What the task requires :: Restate each entry below without changing a word.

Provided records START

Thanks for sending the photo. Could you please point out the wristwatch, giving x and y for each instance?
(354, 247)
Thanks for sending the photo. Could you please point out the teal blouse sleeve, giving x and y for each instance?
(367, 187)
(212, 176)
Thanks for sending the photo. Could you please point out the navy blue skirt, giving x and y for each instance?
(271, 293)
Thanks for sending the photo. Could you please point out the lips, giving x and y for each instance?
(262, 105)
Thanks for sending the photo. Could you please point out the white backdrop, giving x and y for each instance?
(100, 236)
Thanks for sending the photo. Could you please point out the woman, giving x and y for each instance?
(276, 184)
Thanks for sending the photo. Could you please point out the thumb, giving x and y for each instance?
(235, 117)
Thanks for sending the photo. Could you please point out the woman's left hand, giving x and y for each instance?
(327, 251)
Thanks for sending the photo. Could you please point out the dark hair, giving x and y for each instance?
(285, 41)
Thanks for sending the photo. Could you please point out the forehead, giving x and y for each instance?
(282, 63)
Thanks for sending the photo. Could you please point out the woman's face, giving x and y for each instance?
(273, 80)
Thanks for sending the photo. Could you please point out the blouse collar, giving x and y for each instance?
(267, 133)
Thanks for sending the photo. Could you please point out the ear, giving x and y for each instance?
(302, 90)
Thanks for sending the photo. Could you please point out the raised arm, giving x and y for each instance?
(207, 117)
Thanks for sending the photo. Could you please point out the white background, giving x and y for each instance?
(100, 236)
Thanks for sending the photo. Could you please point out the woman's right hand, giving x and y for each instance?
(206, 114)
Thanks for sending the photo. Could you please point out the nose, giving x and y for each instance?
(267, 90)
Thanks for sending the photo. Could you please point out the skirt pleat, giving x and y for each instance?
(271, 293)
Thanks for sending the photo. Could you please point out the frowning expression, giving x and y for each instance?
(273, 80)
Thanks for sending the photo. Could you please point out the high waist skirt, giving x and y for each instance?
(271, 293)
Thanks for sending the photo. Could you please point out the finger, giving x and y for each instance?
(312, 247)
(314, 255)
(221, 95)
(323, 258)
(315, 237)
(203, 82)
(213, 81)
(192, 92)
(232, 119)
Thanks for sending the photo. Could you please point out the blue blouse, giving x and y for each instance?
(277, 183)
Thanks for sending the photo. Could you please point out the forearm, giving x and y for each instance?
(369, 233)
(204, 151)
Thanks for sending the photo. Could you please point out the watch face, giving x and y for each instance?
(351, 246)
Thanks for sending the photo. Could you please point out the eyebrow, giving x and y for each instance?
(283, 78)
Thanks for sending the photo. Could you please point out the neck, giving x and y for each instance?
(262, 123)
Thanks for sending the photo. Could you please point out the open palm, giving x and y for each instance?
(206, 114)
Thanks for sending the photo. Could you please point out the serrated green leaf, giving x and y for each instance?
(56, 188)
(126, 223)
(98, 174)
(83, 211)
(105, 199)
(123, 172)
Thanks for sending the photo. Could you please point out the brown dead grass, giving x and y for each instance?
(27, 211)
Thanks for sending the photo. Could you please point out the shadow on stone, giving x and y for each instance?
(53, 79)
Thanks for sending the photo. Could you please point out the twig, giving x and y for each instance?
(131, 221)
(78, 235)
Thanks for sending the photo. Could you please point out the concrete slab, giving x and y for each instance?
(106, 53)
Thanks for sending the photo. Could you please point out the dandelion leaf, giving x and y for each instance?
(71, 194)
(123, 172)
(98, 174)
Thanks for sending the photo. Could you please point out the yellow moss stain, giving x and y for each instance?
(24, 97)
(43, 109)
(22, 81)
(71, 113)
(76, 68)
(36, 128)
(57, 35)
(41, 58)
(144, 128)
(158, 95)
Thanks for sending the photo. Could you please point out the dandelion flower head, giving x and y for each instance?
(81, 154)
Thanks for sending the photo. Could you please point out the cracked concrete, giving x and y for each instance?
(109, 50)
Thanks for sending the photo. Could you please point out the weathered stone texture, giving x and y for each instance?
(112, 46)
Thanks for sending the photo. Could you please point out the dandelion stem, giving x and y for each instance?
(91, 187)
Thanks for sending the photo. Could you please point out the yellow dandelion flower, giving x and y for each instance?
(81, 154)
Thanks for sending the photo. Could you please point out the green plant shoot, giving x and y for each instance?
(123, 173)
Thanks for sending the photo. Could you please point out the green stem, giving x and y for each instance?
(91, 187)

Provided records END

Completed task ::
Thanks for sending the photo. Could you please point out the wristwatch, giving x and y for each instance?
(354, 247)
Thanks for sending the photo. Could you please point out the teal blouse sleeve, giving x and y for each instance?
(367, 187)
(212, 176)
Thanks for sending the photo. Could you please point out the navy blue skirt, giving x and y for each instance?
(271, 293)
Thanks for sending the photo. Could you please point out the lips, giving x and y for each instance?
(262, 105)
Thanks for sending the photo. Could you please point out the white backdrop, giving x and y for each instance?
(100, 236)
Thanks for sending the photo. Could you please point out the woman, giving x and y for each instance?
(276, 184)
Thanks for sending the photo. Could you please point out the thumb, giving x and y for each instance?
(235, 117)
Thanks for sending the photo. Could you please point out the woman's left hand, giving x and y for each instance?
(327, 251)
Thanks for sending the photo. Could you please point out the dark hair, giving x and y for each instance?
(285, 41)
Thanks for sending the photo. Could you please point out the forehead, giving x and y for each instance?
(282, 63)
Thanks for sending the photo. Could you please point out the woman's face, giving x and y for each instance?
(273, 80)
Thanks for sending the photo. Could you please point out the blouse collar, giving x and y for each instance?
(267, 133)
Thanks for sending the photo. Could you please point out the ear, giving x and y for each instance?
(302, 90)
Thanks for sending the photo. Could you please point out the raised arm, giving x and y for each instance?
(207, 117)
Thanks for sending the photo. Could you please point out the white background, giving x and y for each instance?
(100, 236)
Thanks for sending the photo. Could you please point out the woman's right hand, giving x and y for each instance?
(206, 114)
Thanks for sending the photo. Could you please point out the nose, giving x and y for each instance?
(267, 90)
Thanks for sending the photo. Could you please point out the skirt pleat, giving x and y for each instance?
(271, 293)
Thanks for sending the photo. Could you please point out the frowning expression, giving x and y for each instance?
(273, 80)
Thanks for sending the photo. Could you please point out the high waist skirt, giving x and y for each instance?
(271, 293)
Thanks for sending the photo. Could you please point out the finger, giving x and y for each instance?
(312, 247)
(314, 255)
(221, 95)
(323, 258)
(315, 237)
(203, 82)
(213, 81)
(192, 92)
(232, 119)
Thanks for sending the photo. Could you please point out the blue blouse, giving x and y for each instance?
(277, 183)
Thanks for sending the photo. Could you please point out the forearm, giving x and y for each instance?
(369, 233)
(204, 151)
Thanks for sending the photo. Could you please point out the watch face, giving x and y for each instance?
(351, 246)
Thanks for sending the photo. Could you please point out the eyebrow, giving x and y for each instance?
(283, 78)
Thanks for sending the photo. Could you please point out the neck, giving x and y for each instance?
(262, 123)
Thanks for sending the photo. Could you please point out the open palm, giving x and y for each instance?
(206, 114)
Thanks for sending the photo. Could you please point out the serrated green leaf, giving x and y for each instance?
(56, 188)
(126, 223)
(98, 174)
(83, 211)
(105, 199)
(123, 172)
Thanks for sending the photo. Could you please point out the brown dead grass, giving x and y for each instance?
(27, 211)
Thanks for sending the photo. Could you please point out the shadow on stone, giving x and y for each instance?
(53, 79)
Thanks for sending the photo. Could you please point out the twig, giving x and y for each instance?
(131, 221)
(78, 235)
Thanks for sending the photo. Could you please point out the concrete slab, giving x and y for each instance?
(106, 53)
Thanks for sending the photo. Could you please point out the dandelion leaf, giving x and y for each instance?
(71, 194)
(123, 172)
(98, 174)
Thanks for sending the photo. Could you please point out the yellow moss stain, giving x and y for each instance?
(24, 97)
(43, 109)
(22, 81)
(71, 113)
(76, 68)
(36, 128)
(57, 35)
(41, 58)
(144, 128)
(158, 95)
Thanks for sending the photo. Could you please point out the dandelion flower head, giving x and y for each instance?
(81, 154)
Thanks for sending the photo. Could you please point out the cracked concrete, giving x and y for each instance?
(109, 50)
Thanks for sending the photo. Could you please point out the weathered stone texture, giving x and y for each instance?
(112, 46)
Thanks for sending the photo. Could you please point out the dandelion stem, giving x and y for each instance?
(91, 187)
Thanks for sending the photo. Could you please point out the yellow dandelion flower, giving x and y for each instance?
(81, 154)
Thanks for sending the photo. Could you please point out the green plant shoot, giving x and y for each instance?
(123, 173)
Thanks for sending the photo. Could you please point out the green stem, giving x and y for each instance?
(91, 187)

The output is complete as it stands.